Jobs =
[a] In the TextFileDataSet class documentation, what does the close() method do?
[b] Carry on the TextFileDataSet class documentation from the point where it stops.
*** Passage given
Class TextFileDataSet

  • All Implemented Interfaces:
    java.lang.Iterable<java.util.List<Attribute>>, DataSet

    public class TextFileDataSet
    extends java.lang.Object
    implements DataSet
    • Constructor Summary

      Constructors 
      Constructor Description
      TextFileDataSet​(java.io.File dataSource, int output)  
    • Method Summary

      All Methods Instance Methods Concrete Methods 
      Modifier and Type Method Description
      void addRecords​(java.util.Collection<? extends java.util.List<Attribute>> list)  
      Attribute allTheSame()
      Returns the most common output attribute if the rest of the attributes are exactly the same over the whole data set.
      boolean allTheSameOutput()  
      void close()
      Closes the underlying data source if possible.
      java.util.HashMap<Attribute,java.lang.Integer> getFrequencies​(int lo, int hi, int fieldIndex)
      Gets a map between the different values of the attribute at the fieldIndex and their respective frequencies.
      int getItemsCount()  
      MetaData getMetaData()
******
*** Information shown
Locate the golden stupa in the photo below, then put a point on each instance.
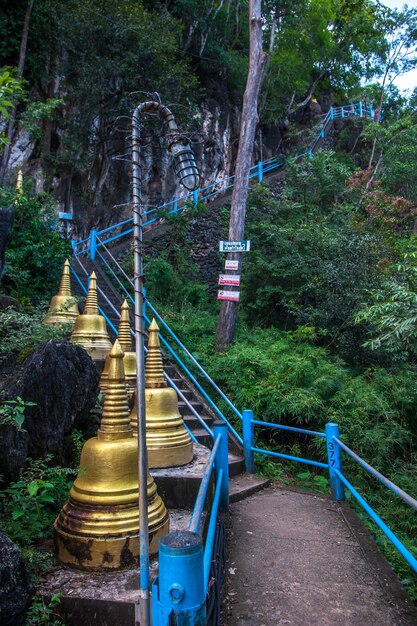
******
Task answers =
[a] It closes the underlying data source if possible.

[b]
      int getOutputIndex()  
      DataSet getSubset​(int lo, int hi)
      Create a slice of this data set as a new data set from [lo, hi).
      java.util.Iterator<java.util.List<Attribute>> iterator()  
      java.lang.Iterable<java.util.List<Attribute>> sortOver​(int fieldIndex)
      Sort the data set over the fieldIndex as primary key and the output index to break any ties.
      java.lang.Iterable<java.util.List<Attribute>> sortOver​(int lo, int hi, int fieldIndex)
      Sort the data set over the fieldIndex as primary key and the output index to break any ties, and limit the elements to [lo, hi).
      DataSet[] splitKeepingRelation​(double proportion)
      Splits this data set into two new dataset where the proportion between the output classes is kept.
      java.lang.String toString()  
      • Methods inherited from interface java.lang.Iterable

        forEach, spliterator
      • Methods inherited from class java.lang.Object

        clone, equals, finalize, getClass, hashCode, notify, notifyAll, wait, wait, wait
    • Constructor Detail

      • TextFileDataSet

        public TextFileDataSet​(java.io.File dataSource,
                               int output)
    • Method Detail

      • getSubset

        public DataSet getSubset​(int lo,
                                 int hi)
        Description copied from interface: DataSet
        Create a slice of this data set as a new data set from [lo, hi).
        Specified by:
        getSubset in interface DataSet
        Parameters:
        lo - The lower bound (inclusive) of the data set to be returned
        hi - The upper bound (exclusive) of the data set to be returned.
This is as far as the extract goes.